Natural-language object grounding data
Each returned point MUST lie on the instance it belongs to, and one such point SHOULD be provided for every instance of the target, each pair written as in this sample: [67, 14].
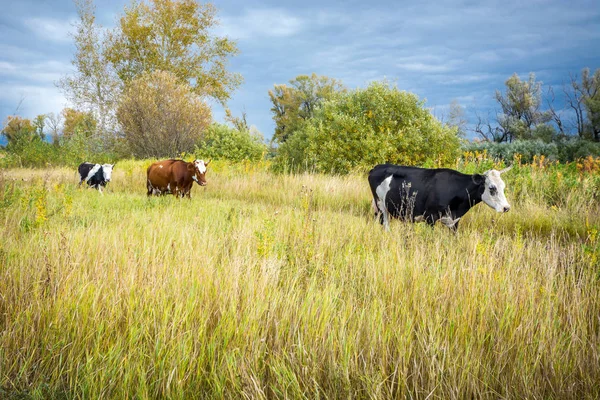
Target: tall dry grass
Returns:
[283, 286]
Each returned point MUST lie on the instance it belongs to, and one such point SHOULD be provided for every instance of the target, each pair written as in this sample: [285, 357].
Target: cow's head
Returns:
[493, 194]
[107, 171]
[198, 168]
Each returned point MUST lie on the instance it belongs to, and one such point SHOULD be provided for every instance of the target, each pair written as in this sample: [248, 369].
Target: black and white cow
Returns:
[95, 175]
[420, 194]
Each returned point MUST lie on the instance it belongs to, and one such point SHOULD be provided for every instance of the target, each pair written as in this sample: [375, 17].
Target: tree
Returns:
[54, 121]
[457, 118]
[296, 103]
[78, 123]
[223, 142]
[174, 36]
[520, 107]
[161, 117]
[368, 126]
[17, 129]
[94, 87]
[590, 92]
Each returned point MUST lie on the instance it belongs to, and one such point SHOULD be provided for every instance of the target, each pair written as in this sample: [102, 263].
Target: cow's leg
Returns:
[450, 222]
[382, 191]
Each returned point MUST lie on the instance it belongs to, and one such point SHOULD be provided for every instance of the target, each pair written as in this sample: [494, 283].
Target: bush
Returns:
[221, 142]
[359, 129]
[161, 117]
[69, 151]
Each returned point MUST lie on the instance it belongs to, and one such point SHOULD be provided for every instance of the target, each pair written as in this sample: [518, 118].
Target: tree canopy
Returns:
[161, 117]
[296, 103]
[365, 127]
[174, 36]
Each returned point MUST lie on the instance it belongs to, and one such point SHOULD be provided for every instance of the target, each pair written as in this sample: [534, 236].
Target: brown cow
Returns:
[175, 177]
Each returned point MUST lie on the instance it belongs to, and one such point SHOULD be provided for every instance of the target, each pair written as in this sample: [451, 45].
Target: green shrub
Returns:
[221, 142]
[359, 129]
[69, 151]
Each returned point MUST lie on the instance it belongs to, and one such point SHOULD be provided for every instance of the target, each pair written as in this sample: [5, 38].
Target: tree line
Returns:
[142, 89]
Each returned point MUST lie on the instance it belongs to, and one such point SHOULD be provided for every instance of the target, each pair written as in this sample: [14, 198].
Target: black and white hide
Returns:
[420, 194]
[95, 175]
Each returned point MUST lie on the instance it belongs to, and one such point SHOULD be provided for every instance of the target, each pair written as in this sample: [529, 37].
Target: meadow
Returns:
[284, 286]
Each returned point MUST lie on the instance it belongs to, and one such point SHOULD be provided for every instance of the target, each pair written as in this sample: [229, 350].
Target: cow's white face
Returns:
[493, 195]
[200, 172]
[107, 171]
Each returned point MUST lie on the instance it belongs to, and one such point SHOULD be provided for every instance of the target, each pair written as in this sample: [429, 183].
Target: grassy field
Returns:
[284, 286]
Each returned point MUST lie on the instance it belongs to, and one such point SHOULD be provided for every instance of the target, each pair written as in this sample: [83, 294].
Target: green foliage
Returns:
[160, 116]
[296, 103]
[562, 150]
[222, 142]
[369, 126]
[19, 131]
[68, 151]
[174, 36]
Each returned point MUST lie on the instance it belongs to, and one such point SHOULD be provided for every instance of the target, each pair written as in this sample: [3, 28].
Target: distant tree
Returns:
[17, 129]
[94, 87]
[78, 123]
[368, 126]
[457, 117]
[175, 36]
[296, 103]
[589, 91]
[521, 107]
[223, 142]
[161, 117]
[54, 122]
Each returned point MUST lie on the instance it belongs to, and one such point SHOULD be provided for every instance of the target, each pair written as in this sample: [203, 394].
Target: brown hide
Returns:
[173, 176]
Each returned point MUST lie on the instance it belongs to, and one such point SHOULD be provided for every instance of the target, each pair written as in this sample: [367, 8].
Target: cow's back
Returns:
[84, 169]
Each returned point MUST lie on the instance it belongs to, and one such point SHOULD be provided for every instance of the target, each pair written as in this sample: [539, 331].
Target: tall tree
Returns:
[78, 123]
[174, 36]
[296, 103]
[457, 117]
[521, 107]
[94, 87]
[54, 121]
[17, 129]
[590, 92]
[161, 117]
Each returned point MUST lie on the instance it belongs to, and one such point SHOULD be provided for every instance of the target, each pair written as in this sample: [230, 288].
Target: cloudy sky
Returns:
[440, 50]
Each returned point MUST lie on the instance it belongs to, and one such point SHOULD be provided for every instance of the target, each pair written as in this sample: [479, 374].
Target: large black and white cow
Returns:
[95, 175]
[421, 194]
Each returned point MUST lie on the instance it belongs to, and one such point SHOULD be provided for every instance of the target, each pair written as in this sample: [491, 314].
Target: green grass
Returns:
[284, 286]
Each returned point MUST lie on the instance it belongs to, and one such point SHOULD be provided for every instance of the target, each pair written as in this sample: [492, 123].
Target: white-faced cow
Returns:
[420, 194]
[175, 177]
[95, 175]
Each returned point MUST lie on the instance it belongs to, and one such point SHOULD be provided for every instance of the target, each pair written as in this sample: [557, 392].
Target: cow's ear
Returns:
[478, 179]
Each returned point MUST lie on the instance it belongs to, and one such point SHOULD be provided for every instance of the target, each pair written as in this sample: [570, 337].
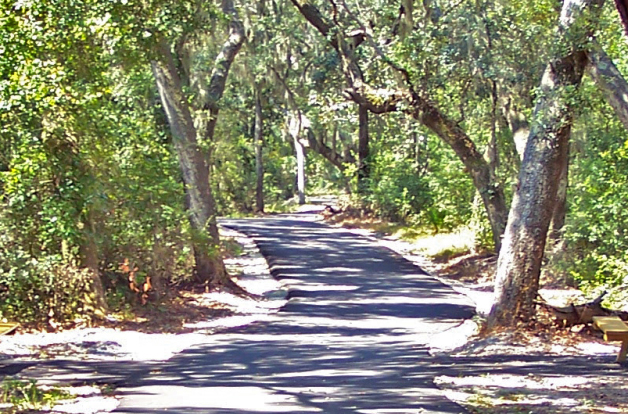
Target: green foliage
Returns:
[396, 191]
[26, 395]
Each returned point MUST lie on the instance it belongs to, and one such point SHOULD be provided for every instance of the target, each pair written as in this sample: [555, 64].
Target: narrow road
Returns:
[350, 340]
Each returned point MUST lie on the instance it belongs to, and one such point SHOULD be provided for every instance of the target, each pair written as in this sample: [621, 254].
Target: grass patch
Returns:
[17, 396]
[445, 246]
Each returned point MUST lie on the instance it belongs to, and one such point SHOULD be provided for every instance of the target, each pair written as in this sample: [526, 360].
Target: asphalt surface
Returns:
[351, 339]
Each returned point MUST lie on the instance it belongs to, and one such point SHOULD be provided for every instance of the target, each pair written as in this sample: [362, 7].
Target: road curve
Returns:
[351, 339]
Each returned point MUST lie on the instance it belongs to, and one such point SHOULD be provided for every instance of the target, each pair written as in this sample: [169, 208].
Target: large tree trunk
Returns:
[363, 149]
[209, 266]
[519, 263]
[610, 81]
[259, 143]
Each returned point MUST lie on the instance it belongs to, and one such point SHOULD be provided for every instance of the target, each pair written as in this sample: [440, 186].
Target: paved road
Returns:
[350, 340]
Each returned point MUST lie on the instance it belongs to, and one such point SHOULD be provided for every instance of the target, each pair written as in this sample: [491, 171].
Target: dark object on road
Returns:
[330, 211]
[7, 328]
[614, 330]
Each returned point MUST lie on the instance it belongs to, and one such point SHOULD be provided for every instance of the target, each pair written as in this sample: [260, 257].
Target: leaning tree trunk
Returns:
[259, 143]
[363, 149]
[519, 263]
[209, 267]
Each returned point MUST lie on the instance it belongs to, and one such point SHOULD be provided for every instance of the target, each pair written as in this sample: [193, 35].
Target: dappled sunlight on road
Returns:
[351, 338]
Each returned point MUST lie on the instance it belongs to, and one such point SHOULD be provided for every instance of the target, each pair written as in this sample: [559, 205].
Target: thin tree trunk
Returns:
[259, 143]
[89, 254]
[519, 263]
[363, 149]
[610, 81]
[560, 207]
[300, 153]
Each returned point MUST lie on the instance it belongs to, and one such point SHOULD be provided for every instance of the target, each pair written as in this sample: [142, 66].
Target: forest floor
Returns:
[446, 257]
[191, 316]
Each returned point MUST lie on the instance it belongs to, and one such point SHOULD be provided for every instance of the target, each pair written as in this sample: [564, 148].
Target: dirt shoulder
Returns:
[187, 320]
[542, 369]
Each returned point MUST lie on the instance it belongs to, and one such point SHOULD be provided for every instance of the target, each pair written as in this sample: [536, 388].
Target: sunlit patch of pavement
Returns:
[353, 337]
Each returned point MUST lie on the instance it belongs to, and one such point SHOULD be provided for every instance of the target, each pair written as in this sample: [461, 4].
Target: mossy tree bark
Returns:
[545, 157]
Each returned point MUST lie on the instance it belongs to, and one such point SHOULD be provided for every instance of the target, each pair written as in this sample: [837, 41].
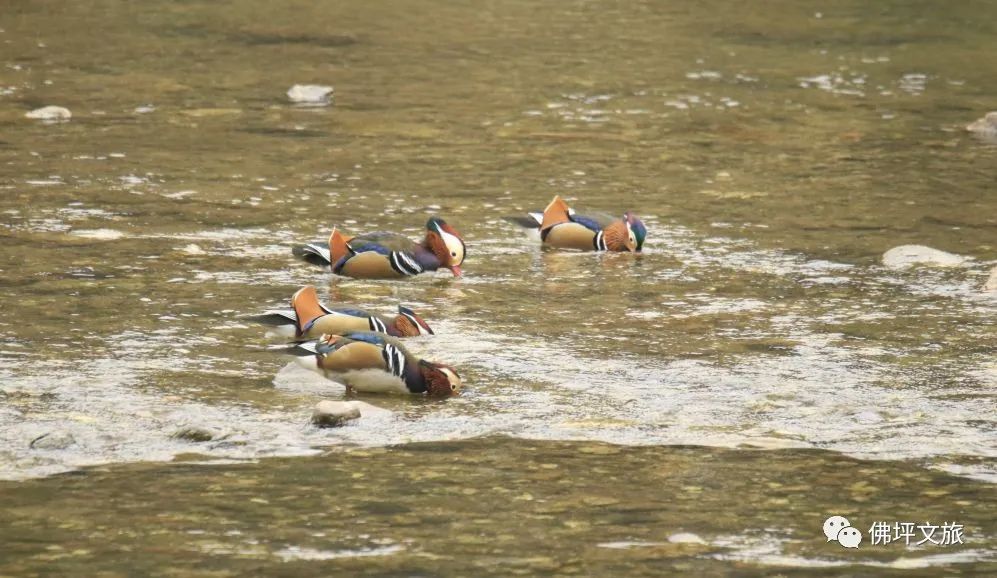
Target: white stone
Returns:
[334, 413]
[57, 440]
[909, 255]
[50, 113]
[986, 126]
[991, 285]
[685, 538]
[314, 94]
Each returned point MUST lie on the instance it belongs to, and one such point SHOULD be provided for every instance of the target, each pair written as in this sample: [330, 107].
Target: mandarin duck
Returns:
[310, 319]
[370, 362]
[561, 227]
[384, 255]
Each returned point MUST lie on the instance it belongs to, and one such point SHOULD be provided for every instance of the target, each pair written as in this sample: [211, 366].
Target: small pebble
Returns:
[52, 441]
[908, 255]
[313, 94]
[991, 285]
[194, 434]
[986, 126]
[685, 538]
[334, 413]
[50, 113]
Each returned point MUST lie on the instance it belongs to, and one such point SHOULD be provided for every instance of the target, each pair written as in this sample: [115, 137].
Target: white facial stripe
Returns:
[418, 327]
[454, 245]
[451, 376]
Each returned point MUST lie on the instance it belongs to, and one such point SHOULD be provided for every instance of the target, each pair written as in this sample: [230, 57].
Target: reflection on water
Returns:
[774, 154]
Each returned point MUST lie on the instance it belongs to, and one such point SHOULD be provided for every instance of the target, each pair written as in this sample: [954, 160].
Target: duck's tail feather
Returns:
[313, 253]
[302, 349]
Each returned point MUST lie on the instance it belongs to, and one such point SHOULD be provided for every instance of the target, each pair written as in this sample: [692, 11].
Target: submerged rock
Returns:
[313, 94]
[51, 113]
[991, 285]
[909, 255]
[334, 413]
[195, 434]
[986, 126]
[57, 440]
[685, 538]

▶ Requirement: Please show, exactly as written, every line above that contains the word "duck".

▶ Reply:
Target: mandarin duck
Target: duck's tail feather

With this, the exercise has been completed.